What to work on:
Under this line are the records; write out word for word the part that begins at the line containing "For every instance of the diagonal" and ends at the line containing "For every instance of the colorful", and no more.

┌──

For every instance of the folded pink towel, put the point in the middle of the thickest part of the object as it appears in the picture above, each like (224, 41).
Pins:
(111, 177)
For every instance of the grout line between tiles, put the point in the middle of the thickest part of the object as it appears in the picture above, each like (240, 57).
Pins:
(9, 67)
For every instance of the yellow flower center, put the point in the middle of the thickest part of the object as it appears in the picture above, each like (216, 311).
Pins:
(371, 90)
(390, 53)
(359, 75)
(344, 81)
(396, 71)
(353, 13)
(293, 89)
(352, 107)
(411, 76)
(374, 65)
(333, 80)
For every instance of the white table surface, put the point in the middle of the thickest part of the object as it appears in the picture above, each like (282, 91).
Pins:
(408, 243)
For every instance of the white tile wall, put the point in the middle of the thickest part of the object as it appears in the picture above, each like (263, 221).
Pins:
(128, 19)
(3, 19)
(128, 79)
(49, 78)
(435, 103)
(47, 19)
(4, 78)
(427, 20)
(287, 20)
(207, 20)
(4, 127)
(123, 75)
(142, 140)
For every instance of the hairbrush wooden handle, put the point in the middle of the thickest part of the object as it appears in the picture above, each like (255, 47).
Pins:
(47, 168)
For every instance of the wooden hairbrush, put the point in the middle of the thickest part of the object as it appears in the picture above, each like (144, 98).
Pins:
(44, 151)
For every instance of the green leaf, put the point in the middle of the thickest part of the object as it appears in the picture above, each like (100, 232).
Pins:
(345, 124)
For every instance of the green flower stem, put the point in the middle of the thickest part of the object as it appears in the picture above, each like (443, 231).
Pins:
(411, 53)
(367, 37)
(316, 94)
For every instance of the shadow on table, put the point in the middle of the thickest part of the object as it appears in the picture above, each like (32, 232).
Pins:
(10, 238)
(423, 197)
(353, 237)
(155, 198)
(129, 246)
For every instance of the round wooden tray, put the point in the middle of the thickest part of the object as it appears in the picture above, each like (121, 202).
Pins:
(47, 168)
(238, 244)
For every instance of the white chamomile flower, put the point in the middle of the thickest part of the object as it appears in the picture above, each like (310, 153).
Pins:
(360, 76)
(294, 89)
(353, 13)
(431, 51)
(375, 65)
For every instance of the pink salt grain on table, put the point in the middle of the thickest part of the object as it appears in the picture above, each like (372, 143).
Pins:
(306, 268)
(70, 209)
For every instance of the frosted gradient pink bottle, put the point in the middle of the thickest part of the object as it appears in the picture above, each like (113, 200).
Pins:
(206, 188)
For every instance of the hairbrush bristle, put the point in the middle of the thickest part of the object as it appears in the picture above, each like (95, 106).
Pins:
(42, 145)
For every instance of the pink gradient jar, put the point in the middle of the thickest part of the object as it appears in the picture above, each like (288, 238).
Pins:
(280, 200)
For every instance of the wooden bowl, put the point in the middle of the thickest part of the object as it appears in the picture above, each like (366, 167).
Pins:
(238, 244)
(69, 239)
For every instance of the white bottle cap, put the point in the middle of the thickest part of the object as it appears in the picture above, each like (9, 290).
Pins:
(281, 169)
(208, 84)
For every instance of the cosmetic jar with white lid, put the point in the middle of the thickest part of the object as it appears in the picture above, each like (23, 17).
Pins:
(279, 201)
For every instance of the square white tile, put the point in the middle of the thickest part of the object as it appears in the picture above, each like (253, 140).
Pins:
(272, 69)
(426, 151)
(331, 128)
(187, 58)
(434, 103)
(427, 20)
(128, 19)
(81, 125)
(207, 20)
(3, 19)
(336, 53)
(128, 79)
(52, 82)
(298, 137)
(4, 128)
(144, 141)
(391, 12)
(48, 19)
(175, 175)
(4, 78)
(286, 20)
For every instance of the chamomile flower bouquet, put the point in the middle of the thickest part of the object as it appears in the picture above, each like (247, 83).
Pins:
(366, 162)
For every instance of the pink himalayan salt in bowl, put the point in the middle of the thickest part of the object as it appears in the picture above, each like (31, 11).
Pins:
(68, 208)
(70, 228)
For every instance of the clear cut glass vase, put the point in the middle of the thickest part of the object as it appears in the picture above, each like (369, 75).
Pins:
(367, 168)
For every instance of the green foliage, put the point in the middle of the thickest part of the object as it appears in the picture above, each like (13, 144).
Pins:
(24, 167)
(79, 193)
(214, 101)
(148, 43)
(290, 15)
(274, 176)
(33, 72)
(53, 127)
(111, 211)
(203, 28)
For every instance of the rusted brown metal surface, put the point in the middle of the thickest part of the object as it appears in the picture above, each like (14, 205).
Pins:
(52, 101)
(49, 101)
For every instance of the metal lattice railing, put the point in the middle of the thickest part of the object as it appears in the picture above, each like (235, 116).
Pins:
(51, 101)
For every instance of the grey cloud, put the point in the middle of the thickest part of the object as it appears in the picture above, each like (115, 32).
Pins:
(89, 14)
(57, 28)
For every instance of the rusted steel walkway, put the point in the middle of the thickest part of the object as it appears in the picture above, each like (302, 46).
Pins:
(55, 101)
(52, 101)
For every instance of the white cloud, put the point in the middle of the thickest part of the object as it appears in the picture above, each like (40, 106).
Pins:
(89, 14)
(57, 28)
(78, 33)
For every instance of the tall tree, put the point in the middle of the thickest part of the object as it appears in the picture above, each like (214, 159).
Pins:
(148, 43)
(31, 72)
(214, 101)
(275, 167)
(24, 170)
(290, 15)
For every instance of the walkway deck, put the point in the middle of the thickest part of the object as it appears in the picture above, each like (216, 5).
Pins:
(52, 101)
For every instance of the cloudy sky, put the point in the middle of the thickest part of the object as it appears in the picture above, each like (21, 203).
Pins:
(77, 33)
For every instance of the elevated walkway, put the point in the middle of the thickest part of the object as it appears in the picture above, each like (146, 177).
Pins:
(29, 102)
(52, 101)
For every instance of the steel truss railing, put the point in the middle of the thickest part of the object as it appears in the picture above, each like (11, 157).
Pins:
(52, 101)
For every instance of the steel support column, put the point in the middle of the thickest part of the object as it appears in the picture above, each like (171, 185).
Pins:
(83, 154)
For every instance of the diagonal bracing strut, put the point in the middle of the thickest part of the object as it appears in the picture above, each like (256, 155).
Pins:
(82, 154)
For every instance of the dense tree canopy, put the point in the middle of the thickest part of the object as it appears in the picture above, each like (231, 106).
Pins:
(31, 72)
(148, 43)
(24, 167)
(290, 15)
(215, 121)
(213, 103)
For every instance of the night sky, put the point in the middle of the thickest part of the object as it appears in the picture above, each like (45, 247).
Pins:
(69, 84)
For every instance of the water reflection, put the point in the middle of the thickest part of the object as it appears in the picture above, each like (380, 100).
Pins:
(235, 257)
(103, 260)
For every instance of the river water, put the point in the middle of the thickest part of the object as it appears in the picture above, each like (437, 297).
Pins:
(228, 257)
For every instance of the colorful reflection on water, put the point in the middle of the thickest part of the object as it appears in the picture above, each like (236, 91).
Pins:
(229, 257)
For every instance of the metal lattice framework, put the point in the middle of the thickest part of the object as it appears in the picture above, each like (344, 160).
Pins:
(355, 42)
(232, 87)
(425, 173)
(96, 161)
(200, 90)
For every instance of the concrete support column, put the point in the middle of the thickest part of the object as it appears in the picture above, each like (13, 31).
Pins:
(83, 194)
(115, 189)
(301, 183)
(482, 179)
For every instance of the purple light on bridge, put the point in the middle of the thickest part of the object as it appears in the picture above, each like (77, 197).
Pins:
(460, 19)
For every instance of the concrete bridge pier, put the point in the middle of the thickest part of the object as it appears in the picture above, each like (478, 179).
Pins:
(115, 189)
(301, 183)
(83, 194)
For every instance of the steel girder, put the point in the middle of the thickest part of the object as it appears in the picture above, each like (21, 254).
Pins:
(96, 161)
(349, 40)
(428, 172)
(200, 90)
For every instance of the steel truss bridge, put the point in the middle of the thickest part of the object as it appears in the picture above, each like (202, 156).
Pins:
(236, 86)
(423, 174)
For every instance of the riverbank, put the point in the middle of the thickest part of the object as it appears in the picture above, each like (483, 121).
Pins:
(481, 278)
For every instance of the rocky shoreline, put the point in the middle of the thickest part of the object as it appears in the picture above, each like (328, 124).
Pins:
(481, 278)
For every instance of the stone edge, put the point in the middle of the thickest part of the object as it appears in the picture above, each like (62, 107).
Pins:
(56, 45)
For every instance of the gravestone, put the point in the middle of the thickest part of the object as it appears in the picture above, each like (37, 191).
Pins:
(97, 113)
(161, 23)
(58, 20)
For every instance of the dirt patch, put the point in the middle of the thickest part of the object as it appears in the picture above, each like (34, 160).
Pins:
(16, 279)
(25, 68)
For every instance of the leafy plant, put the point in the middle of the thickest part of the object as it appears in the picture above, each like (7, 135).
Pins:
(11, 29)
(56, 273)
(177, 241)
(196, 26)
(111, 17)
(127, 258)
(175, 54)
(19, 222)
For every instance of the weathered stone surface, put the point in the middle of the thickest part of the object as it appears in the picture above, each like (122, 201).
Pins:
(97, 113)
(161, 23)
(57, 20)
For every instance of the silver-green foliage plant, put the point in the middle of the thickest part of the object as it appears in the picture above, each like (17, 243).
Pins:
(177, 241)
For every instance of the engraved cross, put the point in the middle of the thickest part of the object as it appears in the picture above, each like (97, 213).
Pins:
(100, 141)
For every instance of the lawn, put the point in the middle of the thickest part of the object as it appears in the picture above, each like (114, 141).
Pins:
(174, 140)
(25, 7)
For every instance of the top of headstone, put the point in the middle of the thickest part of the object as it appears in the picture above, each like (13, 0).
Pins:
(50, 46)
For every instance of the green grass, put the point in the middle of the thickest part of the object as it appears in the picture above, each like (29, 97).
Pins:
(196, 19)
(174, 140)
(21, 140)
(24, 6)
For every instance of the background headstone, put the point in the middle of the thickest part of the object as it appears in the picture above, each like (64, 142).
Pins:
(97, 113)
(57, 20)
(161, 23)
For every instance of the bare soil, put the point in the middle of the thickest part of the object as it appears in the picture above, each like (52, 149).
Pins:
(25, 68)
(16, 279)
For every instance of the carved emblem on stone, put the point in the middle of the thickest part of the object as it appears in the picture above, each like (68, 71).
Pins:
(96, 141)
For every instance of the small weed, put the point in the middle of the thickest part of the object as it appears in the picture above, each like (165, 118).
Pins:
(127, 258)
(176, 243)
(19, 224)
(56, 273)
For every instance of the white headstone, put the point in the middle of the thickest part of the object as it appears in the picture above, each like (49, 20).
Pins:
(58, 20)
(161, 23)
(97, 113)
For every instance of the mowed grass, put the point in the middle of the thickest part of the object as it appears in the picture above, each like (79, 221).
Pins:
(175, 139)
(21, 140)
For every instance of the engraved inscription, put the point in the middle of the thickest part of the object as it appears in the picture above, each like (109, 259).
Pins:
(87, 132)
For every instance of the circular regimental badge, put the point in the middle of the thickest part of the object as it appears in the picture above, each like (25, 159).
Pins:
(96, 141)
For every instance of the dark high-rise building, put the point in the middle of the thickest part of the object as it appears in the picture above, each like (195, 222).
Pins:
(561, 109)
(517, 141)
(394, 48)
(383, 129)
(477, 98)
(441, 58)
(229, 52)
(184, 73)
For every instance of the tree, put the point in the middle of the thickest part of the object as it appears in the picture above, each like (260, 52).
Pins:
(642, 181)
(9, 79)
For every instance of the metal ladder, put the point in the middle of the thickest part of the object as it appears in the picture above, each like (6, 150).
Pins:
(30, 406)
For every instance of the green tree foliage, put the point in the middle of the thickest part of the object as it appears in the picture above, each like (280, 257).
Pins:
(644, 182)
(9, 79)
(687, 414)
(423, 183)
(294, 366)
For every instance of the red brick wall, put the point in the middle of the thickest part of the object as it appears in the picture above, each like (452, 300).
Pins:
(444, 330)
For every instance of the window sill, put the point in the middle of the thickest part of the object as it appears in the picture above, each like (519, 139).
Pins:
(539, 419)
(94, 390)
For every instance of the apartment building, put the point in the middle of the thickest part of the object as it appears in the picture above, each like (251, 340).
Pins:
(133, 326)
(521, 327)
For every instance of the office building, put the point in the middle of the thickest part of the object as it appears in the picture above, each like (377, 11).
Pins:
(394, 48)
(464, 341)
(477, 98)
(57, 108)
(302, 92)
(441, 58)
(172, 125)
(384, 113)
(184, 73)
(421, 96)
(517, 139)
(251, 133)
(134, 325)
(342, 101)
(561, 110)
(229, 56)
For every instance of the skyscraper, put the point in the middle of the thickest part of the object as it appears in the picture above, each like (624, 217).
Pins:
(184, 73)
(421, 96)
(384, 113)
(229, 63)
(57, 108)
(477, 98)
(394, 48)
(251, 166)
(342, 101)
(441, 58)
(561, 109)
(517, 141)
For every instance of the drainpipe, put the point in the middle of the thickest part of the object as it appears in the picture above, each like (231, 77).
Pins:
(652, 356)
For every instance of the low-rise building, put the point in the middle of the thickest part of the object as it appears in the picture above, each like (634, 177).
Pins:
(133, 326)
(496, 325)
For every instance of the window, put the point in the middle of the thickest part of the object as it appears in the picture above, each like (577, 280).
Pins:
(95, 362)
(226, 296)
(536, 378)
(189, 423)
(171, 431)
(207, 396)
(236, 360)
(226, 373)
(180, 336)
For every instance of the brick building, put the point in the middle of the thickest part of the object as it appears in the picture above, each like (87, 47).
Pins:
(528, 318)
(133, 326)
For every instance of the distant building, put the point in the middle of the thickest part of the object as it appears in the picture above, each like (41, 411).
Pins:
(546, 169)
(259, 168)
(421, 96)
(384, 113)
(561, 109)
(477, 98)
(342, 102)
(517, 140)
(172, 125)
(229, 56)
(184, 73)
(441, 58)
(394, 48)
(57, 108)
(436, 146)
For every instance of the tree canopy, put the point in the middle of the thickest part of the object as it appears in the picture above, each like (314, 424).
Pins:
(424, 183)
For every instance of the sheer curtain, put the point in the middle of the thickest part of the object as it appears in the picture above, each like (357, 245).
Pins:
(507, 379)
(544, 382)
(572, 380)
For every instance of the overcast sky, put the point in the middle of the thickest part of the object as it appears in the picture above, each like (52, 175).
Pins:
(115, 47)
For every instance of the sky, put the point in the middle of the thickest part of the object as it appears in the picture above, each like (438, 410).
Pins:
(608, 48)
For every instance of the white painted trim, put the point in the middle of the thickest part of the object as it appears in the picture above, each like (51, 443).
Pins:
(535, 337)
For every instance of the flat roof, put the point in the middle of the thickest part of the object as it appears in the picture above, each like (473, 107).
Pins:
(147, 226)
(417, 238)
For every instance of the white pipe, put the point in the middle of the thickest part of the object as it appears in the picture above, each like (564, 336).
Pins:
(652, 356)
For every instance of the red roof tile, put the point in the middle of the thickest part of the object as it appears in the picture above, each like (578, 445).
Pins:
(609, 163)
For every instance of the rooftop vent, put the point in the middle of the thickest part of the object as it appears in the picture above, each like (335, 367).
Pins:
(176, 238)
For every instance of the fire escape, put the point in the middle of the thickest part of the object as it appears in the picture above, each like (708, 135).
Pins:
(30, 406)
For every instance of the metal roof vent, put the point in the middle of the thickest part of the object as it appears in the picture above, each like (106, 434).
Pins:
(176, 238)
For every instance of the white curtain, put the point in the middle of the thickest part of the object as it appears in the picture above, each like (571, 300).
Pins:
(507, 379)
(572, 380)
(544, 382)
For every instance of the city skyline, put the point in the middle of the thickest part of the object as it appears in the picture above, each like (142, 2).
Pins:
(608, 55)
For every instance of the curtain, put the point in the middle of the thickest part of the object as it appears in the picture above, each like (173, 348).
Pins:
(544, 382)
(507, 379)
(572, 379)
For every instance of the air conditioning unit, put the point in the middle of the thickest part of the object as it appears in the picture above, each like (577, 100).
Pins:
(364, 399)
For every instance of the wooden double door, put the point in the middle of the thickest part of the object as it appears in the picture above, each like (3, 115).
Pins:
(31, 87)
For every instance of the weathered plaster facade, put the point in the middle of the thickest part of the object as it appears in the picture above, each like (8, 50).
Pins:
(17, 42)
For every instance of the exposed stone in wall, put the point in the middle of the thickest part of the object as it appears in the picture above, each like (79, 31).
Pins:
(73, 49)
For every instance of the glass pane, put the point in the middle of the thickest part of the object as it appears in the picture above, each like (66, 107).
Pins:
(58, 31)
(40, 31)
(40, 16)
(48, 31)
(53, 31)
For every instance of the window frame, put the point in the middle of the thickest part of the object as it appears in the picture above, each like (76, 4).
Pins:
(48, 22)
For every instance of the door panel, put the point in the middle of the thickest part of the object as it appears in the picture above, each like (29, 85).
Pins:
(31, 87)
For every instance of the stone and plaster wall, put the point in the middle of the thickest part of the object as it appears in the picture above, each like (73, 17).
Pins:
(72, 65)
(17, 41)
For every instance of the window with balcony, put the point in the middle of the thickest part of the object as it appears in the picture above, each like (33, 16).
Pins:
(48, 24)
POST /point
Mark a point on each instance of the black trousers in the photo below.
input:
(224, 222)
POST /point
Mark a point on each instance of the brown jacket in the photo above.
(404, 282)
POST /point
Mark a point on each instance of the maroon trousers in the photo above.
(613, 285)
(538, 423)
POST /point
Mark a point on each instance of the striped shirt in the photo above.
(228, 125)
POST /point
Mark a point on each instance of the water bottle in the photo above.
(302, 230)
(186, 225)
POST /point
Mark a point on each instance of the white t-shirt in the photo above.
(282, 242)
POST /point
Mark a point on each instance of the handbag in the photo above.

└──

Exercise result:
For every instance of the diagonal bracing strut, put the point in the middle of the thickest part of the object as it appears in the picture above, each like (256, 155).
Pins:
(82, 154)
For every instance of the dense tree canopy, put the point in the middle of the thickest part of the object as it appears in the picture above, each like (231, 106).
Pins:
(31, 72)
(148, 43)
(24, 167)
(290, 15)
(215, 121)
(213, 103)
For every instance of the night sky, put the point in the middle of the thickest part of the object as it appears in the picture above, each like (45, 247).
Pins:
(69, 84)
For every instance of the water reflection, put the point in the middle of the thickest part of the object as it appears in the picture above, each like (380, 100).
Pins:
(235, 257)
(103, 260)
For every instance of the river water, put the point in the middle of the thickest part of the object as it appears in the picture above, each like (437, 297).
Pins:
(228, 257)
For every instance of the colorful reflection on water, put the point in the middle of the thickest part of the object as it appears in the picture above, each like (236, 91).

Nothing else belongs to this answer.